TRY IT: Among these records, which lines include "pool"? Copy them out.

INFORMATION GIVEN:
##########

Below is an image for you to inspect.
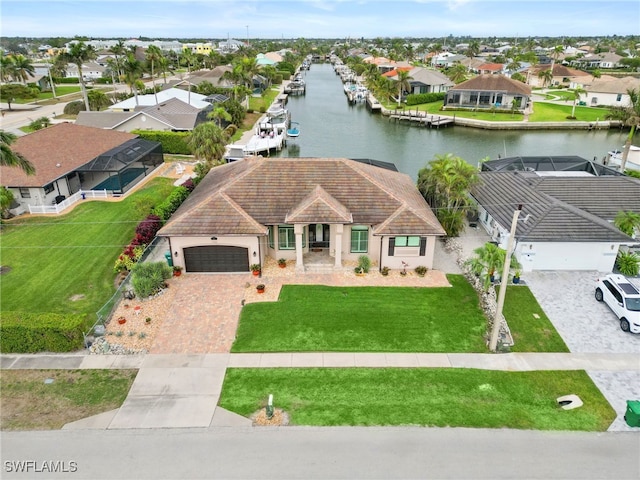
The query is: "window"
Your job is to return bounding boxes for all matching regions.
[19,188,31,199]
[394,236,421,247]
[616,94,622,102]
[350,226,369,253]
[43,183,54,194]
[278,225,295,250]
[268,226,274,249]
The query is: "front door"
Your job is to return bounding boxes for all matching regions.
[309,224,330,249]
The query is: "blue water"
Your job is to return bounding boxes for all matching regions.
[278,63,628,180]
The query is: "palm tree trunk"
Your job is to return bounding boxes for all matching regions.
[78,65,90,112]
[152,62,158,105]
[620,126,635,172]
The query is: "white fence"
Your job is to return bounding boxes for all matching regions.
[28,190,108,215]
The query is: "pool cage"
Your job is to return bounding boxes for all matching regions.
[77,139,164,194]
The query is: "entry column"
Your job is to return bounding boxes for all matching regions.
[334,224,343,268]
[295,224,304,272]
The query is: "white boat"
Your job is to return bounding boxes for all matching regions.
[607,145,640,172]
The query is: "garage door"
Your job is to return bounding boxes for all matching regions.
[184,246,250,272]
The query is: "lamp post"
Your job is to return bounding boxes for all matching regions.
[489,204,522,352]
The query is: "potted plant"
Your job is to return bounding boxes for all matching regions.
[256,284,265,294]
[414,266,428,277]
[400,261,409,276]
[278,258,287,268]
[250,264,261,276]
[145,317,152,325]
[173,265,183,277]
[381,266,390,276]
[117,316,126,325]
[512,270,521,284]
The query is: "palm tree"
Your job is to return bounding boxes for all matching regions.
[7,54,35,83]
[145,45,163,105]
[60,41,96,111]
[417,153,479,237]
[0,186,15,218]
[187,122,228,165]
[156,55,173,84]
[537,68,553,88]
[121,53,144,105]
[394,69,413,107]
[614,210,640,237]
[467,242,517,291]
[0,56,12,82]
[570,87,587,118]
[208,107,232,128]
[109,40,126,79]
[447,64,468,84]
[180,48,197,105]
[551,45,564,64]
[465,41,480,58]
[0,131,35,175]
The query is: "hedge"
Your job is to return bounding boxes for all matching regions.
[405,92,447,106]
[152,186,190,221]
[0,312,85,353]
[53,77,80,84]
[132,130,192,155]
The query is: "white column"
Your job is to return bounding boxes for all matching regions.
[295,224,304,272]
[334,224,343,268]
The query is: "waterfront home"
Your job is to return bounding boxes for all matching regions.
[157,157,445,273]
[76,97,211,132]
[0,124,163,214]
[108,87,211,111]
[584,76,640,108]
[471,158,639,272]
[443,75,531,112]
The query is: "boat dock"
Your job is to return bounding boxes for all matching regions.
[388,110,454,128]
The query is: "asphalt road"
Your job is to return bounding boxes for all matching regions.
[2,427,639,479]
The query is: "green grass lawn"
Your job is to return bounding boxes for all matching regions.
[0,178,174,324]
[249,87,280,113]
[219,368,615,431]
[1,369,137,430]
[529,102,606,122]
[503,286,569,352]
[445,109,526,122]
[233,275,487,353]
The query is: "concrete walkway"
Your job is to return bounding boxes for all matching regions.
[2,352,639,431]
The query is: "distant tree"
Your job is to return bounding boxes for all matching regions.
[187,122,227,165]
[395,69,413,107]
[87,89,112,111]
[537,68,553,87]
[465,41,480,58]
[570,87,587,118]
[607,88,640,171]
[5,54,35,83]
[121,52,144,105]
[109,39,126,79]
[446,64,468,83]
[145,45,163,105]
[59,42,96,111]
[511,72,527,83]
[0,131,35,175]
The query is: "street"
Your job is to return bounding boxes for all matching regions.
[2,427,639,479]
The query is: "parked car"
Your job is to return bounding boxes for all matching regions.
[595,274,640,333]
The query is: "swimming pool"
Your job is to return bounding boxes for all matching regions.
[92,167,146,191]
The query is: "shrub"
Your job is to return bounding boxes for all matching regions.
[415,266,428,277]
[180,178,195,192]
[28,116,51,131]
[131,130,192,155]
[616,251,640,277]
[381,266,390,276]
[131,261,172,298]
[53,77,80,84]
[405,92,446,106]
[0,312,85,353]
[63,100,85,115]
[135,214,163,244]
[152,186,190,221]
[357,255,371,273]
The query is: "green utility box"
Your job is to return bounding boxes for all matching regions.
[164,251,173,268]
[624,400,640,427]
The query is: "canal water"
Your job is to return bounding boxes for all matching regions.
[278,63,628,180]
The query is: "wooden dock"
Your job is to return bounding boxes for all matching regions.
[388,111,454,128]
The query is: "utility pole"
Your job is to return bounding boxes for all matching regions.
[490,204,522,352]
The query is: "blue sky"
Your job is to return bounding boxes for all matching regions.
[2,1,639,39]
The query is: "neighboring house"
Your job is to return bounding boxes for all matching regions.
[183,43,214,55]
[65,61,106,81]
[108,87,211,111]
[443,75,531,111]
[477,63,505,75]
[584,76,640,107]
[76,97,211,132]
[461,57,488,73]
[526,63,592,88]
[157,157,445,273]
[471,157,640,272]
[571,52,623,69]
[432,53,466,68]
[218,39,244,53]
[385,67,453,95]
[173,66,235,90]
[0,123,163,212]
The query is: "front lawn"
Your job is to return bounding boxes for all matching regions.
[529,102,606,122]
[0,178,174,323]
[503,286,569,352]
[232,275,487,353]
[0,369,137,430]
[219,368,615,431]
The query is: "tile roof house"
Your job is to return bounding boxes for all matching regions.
[526,64,592,88]
[584,76,640,108]
[1,123,163,213]
[76,97,210,132]
[470,166,639,272]
[108,87,211,111]
[157,157,445,273]
[385,67,454,95]
[444,75,531,112]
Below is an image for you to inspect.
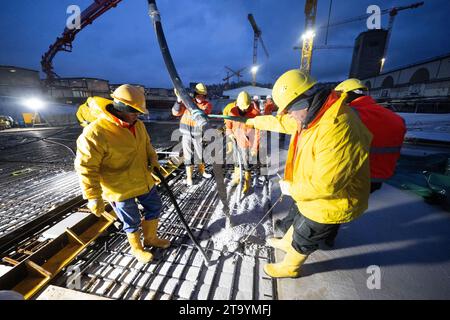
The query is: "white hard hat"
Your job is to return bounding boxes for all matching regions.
[252,95,259,100]
[266,95,272,99]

##########

ANSWER TO THE EXERCISE:
The query is: "pool cage"
The query is: "swimming pool"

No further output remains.